> TASKS
1 - According to the article on democracy and happiness, in which journal was the research by Frey and Stutzer published?
2 - Write the next few sentences of the article on democracy and happiness, picking up after its final sentence.

DEMOCRACY MAKES PEOPLE HAPPY
Studies of what makes people happy have found that employment and low inflation are two key
factors, but until now there has been no research on the effect of democracy. In the first systematic
empirical analysis of the effect of different political systems on happiness, Professors Bruno Frey
and Alois Stutzer show that the more extensive the political participation rights of citizens, the
more satisfied they are with their lives. Their research, published in the latest issue of the
Economic Journal, uses data from 6,000 residents of Switzerland to show that people are happier
the greater the local level of democracy. What is more, this increased happiness stems more from
actual participation in the democratic process than from the outcome of the process itself.
Because constitutional arrangements are fairly stable over time, analyses of the effect of political
institutions on happiness have to be carried out on different constitutions at one moment in time.

> DATA SHOWN
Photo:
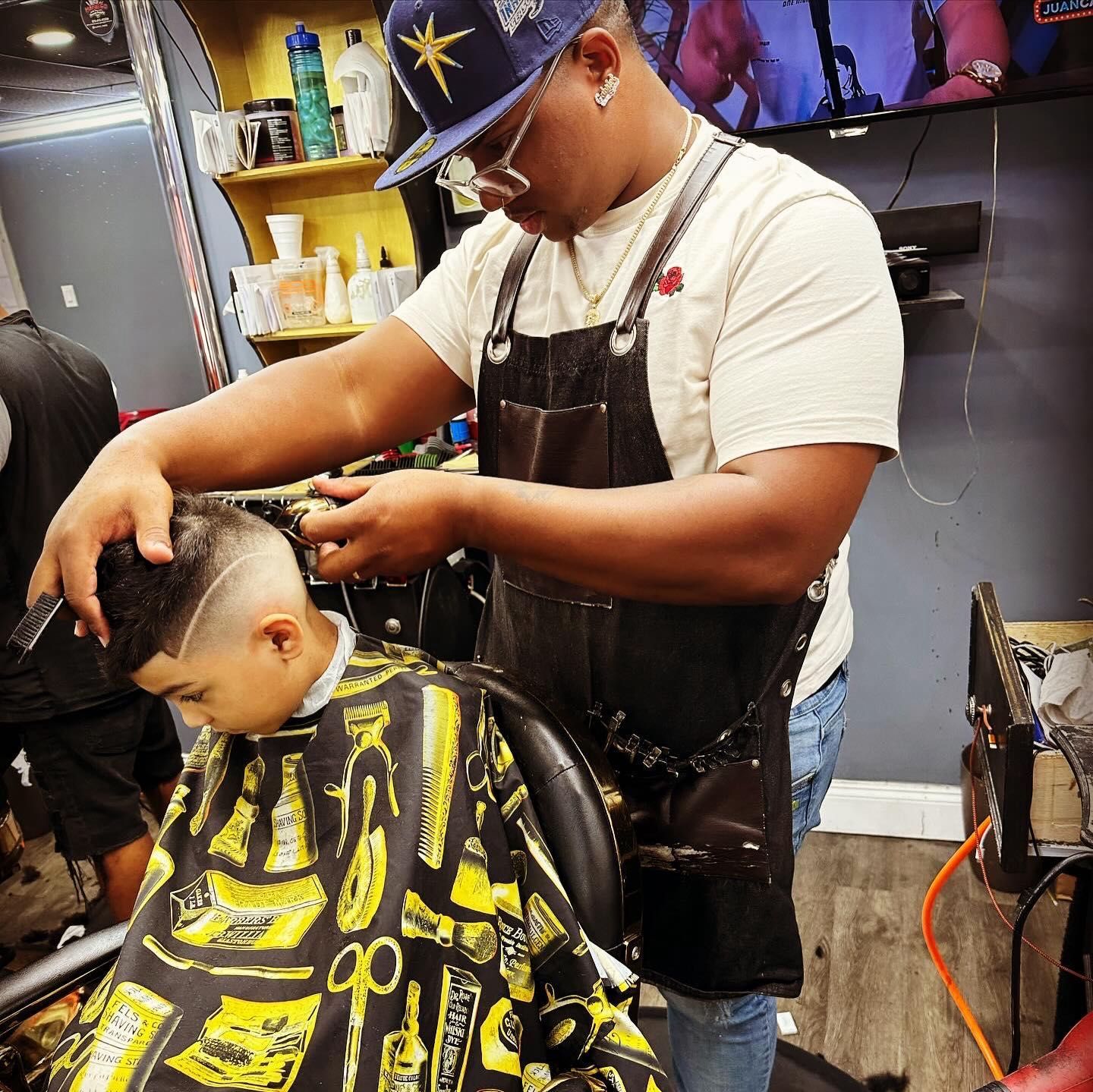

> ANSWERS BELOW
1 - The Economic Journal.

2 -
The problem of comparing across countries is that numerous other factors vary and it is difficult to
isolate the sole effect that political systems play. The researchers overcome this problem through a
cross-regional comparison that uses survey data from the 26 different regions of Switzerland. Due
to the federal structure of Switzerland, the different regions control major areas of decision-
making (e.g. changing state laws, referenda to prevent new expenditure, etc.) and the degree of
control varies greatly between the regions. In some, citizens have many opportunities of directly
participating in the democratic process via referenda and initiatives; while in others, these
possibilities are severely restricted.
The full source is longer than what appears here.